**Directions**. Set the listing down again, exactly as it stands below.

**Records provided**.
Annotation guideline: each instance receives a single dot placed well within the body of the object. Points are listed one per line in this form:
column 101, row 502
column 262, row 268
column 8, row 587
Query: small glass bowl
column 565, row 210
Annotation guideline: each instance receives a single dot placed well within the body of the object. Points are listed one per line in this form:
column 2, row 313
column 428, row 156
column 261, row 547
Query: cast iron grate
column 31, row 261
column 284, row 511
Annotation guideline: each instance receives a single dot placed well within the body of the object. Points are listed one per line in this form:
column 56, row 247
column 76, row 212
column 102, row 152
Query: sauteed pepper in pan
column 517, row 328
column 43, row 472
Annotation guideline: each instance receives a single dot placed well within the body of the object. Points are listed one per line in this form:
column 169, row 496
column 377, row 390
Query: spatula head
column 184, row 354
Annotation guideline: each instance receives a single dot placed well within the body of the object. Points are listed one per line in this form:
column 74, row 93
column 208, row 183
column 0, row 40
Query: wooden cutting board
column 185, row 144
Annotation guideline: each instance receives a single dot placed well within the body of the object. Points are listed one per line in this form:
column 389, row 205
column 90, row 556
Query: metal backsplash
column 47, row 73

**Answer section**.
Annotation guideline: each instance receives a single dot placed well within the body of the object. Points are listed one per line in this form:
column 101, row 502
column 262, row 268
column 8, row 587
Query: small glass bowl
column 565, row 210
Annotation guideline: each instance receives a single dot placed well within the body of the object. Points are listed one per line in this form:
column 2, row 313
column 428, row 156
column 261, row 547
Query: cast iron grate
column 31, row 261
column 284, row 511
Annotation guideline: each instance receives a single dot placed well within the body of the object. Points are listed one per line in this form:
column 56, row 247
column 76, row 212
column 102, row 152
Query: sauteed pepper in pan
column 517, row 328
column 43, row 472
Annotation guideline: each instance receives a single dot placed well within the body of the object. Points are listed one per line in this form:
column 169, row 496
column 377, row 390
Query: spatula head
column 184, row 354
Annotation guideline: each instance receives a single dot placed well within the body of the object. Points are listed one per line in this form:
column 74, row 93
column 208, row 183
column 0, row 40
Query: wooden cutting board
column 185, row 144
Annotation guideline: each instance receives a single dot placed well within the body of the object. Points are listed one per line in this form:
column 389, row 205
column 90, row 556
Query: metal backsplash
column 47, row 73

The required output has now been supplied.